- [Problem]: Nothing in the records may change. Output them all exactly.

── Given records

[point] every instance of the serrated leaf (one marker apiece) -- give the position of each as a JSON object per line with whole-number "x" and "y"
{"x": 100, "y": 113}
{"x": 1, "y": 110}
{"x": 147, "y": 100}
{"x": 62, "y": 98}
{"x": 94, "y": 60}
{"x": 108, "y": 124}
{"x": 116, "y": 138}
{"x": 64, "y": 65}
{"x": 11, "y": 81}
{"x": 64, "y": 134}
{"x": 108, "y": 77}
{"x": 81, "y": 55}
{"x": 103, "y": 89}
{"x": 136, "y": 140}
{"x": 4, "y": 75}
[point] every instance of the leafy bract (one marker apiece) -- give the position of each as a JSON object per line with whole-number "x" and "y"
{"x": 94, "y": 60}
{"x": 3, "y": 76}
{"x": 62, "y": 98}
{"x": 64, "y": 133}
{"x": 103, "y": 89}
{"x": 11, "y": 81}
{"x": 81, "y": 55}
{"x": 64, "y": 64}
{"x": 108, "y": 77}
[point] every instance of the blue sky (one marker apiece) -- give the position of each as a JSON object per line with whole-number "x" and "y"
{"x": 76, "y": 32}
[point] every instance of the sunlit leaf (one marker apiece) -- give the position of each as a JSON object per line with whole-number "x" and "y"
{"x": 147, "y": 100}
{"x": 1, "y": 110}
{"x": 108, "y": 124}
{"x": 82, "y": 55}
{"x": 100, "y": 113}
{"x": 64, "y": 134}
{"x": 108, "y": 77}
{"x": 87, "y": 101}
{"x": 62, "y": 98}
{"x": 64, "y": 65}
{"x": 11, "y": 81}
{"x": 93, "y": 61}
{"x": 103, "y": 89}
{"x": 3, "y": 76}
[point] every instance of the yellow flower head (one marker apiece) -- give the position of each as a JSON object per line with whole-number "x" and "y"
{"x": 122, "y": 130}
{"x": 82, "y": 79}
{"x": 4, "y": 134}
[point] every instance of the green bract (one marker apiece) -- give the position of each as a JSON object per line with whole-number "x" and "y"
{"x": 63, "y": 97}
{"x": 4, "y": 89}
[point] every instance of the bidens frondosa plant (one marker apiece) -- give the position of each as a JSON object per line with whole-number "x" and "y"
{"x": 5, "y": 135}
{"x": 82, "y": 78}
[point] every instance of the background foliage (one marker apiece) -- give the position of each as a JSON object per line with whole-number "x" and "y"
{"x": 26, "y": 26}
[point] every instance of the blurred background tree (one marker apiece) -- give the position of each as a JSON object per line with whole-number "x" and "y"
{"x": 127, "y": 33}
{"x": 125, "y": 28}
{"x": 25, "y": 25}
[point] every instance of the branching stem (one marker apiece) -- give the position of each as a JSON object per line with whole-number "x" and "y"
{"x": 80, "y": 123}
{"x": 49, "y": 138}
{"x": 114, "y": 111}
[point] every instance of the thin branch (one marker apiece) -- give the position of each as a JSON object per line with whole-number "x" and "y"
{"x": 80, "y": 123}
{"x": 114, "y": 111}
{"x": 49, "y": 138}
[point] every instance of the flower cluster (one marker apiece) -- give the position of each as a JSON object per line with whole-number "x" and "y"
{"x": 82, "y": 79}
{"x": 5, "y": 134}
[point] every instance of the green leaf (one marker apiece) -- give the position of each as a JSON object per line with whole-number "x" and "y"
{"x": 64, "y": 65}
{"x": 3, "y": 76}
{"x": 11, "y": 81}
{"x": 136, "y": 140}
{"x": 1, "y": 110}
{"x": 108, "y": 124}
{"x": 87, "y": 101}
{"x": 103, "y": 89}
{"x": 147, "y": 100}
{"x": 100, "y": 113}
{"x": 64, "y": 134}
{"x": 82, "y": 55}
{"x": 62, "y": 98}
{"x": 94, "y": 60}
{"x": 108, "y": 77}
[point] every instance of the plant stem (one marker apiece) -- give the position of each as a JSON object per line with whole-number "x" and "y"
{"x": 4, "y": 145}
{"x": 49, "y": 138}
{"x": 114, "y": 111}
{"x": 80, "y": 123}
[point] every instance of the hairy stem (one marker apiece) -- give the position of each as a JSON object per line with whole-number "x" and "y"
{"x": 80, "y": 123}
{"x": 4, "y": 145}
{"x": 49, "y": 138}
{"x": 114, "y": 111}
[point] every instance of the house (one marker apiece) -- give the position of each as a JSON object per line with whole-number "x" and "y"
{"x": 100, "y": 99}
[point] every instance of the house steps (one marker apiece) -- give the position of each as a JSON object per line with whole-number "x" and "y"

────

- [Solution to this problem]:
[point] every instance of the serrated leaf (one marker apiece) -- give the position of each as a JSON object per line with whole-number "x" and "y"
{"x": 100, "y": 113}
{"x": 1, "y": 110}
{"x": 147, "y": 100}
{"x": 62, "y": 98}
{"x": 94, "y": 60}
{"x": 108, "y": 124}
{"x": 116, "y": 138}
{"x": 64, "y": 65}
{"x": 11, "y": 81}
{"x": 64, "y": 134}
{"x": 108, "y": 77}
{"x": 81, "y": 55}
{"x": 103, "y": 89}
{"x": 136, "y": 140}
{"x": 4, "y": 75}
[point] every instance of the leafy bract (one marker apiece) -- give the position of each as a JSON object per line with whole-number "x" and "y"
{"x": 94, "y": 60}
{"x": 3, "y": 76}
{"x": 62, "y": 98}
{"x": 64, "y": 133}
{"x": 103, "y": 89}
{"x": 11, "y": 81}
{"x": 81, "y": 55}
{"x": 64, "y": 64}
{"x": 108, "y": 77}
[point] every instance of the blue sky (one marker apiece) -- give the position of each as a JSON object per line with whole-number "x" and "y"
{"x": 76, "y": 32}
[point] every instance of the sunlit leaf (one marker apiece) -- give the position of each as a JSON object per line with whole-number "x" and "y"
{"x": 147, "y": 100}
{"x": 1, "y": 110}
{"x": 108, "y": 124}
{"x": 82, "y": 55}
{"x": 100, "y": 113}
{"x": 64, "y": 134}
{"x": 108, "y": 77}
{"x": 87, "y": 101}
{"x": 62, "y": 98}
{"x": 64, "y": 65}
{"x": 11, "y": 81}
{"x": 93, "y": 61}
{"x": 103, "y": 89}
{"x": 3, "y": 76}
[point] every instance of the yellow flower head (one marker apiece) -- give the position of each as a JSON object per line with whole-number "x" and "y"
{"x": 122, "y": 130}
{"x": 82, "y": 79}
{"x": 4, "y": 134}
[point] every instance of the green bract (one marker apiece) -- give the position of each as a JSON object per line with whole-number "x" and "y"
{"x": 63, "y": 97}
{"x": 4, "y": 89}
[point] every instance of the bidens frondosa plant (one marker apiece) -- give the position of each as a JSON object per line with whole-number "x" and "y"
{"x": 5, "y": 135}
{"x": 82, "y": 78}
[point] every instance of the background foliage (one marker apiece) -- give the position of each as a JSON object per line with whole-number "x" and "y"
{"x": 26, "y": 26}
[point] every instance of the blurred background tree (one marker apiece) -- give the position of each as a JSON object per line with whole-number "x" and "y"
{"x": 127, "y": 33}
{"x": 125, "y": 28}
{"x": 25, "y": 25}
[point] every instance of the branching stem (one marker apiece) -- give the position of each as a JSON object per line with whole-number "x" and "y"
{"x": 80, "y": 123}
{"x": 49, "y": 138}
{"x": 114, "y": 111}
[point] every instance of the thin branch (one marker apiece) -- give the position of each as a JSON object per line with whole-number "x" and "y"
{"x": 80, "y": 123}
{"x": 114, "y": 111}
{"x": 49, "y": 138}
[point] every instance of the flower cluster (one marker apiece) -- give the position of each as a JSON object per line with whole-number "x" and "y"
{"x": 82, "y": 79}
{"x": 5, "y": 134}
[point] every instance of the green leaf (one marker apiece) -- give the position of each as a JSON object per line with whole-number "x" and "y"
{"x": 64, "y": 65}
{"x": 3, "y": 76}
{"x": 11, "y": 81}
{"x": 136, "y": 140}
{"x": 1, "y": 110}
{"x": 108, "y": 124}
{"x": 87, "y": 101}
{"x": 103, "y": 89}
{"x": 147, "y": 100}
{"x": 100, "y": 113}
{"x": 64, "y": 134}
{"x": 82, "y": 55}
{"x": 62, "y": 98}
{"x": 94, "y": 60}
{"x": 108, "y": 77}
[point] every instance of the plant stem (one marker apiece) -- give the position of each as a JSON object per line with whole-number "x" and "y"
{"x": 4, "y": 145}
{"x": 49, "y": 138}
{"x": 114, "y": 111}
{"x": 80, "y": 123}
[point] every instance of the hairy stem (one marker apiece) -- give the position of each as a JSON object per line with whole-number "x" and "y"
{"x": 80, "y": 123}
{"x": 4, "y": 145}
{"x": 49, "y": 138}
{"x": 114, "y": 111}
[point] every instance of the house (one marker apiece) -- give the position of each as a JSON object per line with whole-number "x" and "y"
{"x": 100, "y": 99}
[point] every instance of the house steps (one marker apiece) -- give the position of each as a JSON object per line with whole-number "x" and "y"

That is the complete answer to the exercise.